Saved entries
################

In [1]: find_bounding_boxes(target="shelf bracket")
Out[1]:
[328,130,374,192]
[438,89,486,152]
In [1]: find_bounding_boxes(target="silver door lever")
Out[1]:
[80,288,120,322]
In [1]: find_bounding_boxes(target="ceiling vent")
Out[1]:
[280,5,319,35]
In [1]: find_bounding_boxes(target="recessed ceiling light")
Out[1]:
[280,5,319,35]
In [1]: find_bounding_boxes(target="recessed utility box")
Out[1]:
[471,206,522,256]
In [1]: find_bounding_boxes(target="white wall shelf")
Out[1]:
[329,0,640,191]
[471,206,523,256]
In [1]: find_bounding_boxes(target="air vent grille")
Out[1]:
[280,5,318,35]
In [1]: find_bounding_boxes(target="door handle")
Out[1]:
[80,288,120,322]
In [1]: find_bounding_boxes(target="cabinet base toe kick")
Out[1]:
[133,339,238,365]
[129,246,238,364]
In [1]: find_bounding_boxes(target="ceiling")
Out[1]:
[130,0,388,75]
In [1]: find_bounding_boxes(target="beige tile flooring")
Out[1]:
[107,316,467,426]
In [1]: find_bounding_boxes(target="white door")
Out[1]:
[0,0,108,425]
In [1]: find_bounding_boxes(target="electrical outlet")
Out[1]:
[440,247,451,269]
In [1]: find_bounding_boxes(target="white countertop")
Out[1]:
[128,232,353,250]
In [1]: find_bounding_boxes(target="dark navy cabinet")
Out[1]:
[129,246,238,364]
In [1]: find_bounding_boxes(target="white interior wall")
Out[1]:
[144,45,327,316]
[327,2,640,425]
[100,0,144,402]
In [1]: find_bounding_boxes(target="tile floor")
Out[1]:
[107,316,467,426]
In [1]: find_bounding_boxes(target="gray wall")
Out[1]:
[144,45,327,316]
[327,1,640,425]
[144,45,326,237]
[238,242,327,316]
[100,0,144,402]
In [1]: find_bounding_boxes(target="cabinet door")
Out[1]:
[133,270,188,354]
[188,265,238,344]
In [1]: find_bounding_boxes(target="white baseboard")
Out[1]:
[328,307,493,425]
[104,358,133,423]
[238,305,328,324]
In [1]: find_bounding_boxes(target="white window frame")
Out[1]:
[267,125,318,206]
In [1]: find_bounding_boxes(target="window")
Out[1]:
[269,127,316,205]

################

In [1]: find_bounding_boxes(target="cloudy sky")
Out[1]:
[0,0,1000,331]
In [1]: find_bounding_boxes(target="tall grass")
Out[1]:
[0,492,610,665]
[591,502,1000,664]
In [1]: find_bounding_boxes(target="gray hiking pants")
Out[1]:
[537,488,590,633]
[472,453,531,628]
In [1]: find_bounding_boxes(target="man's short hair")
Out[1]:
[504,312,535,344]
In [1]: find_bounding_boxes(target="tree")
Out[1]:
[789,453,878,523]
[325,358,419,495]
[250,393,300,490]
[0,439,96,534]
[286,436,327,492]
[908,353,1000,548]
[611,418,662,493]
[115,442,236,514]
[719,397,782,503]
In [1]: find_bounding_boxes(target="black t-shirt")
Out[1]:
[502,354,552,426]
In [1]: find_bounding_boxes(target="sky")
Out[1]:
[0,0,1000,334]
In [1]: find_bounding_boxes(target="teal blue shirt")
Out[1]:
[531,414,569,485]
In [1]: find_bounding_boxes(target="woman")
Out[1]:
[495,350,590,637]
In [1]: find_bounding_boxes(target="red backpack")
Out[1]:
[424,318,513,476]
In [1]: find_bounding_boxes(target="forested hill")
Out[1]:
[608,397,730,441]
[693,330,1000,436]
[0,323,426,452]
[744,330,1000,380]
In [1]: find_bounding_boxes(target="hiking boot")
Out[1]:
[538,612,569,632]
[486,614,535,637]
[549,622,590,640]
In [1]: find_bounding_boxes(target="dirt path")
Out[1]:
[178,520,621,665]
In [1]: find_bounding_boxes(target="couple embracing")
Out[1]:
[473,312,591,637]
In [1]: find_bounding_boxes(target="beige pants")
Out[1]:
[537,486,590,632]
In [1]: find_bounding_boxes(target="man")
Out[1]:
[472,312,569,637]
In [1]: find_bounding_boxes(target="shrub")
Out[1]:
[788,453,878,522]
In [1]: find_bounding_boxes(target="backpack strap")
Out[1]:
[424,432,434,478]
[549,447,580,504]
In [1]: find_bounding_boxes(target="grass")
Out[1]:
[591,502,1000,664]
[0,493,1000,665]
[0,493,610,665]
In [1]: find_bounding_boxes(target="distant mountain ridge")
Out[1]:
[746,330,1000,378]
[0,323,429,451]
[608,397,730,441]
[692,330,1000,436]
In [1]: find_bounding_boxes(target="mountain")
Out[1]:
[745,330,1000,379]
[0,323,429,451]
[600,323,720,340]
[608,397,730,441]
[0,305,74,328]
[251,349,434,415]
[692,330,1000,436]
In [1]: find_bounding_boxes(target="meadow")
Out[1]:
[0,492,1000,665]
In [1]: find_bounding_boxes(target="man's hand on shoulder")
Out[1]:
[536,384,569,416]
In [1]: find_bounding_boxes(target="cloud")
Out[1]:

################

**Required work**
Find each line in the lines above that contains the word "white", and copy those lines. Matching is case-sensitive.

**Solution to this problem**
In [1]: find_bounding_boxes(target="white wall shelf")
In [1]: find_bounding_boxes(target="white door")
In [1]: find_bounding_boxes(target="white countertop")
In [1]: find_bounding_boxes(target="white interior wall")
In [1]: find_bounding_boxes(target="white baseboard")
In [1]: find_bounding_boxes(target="white window frame")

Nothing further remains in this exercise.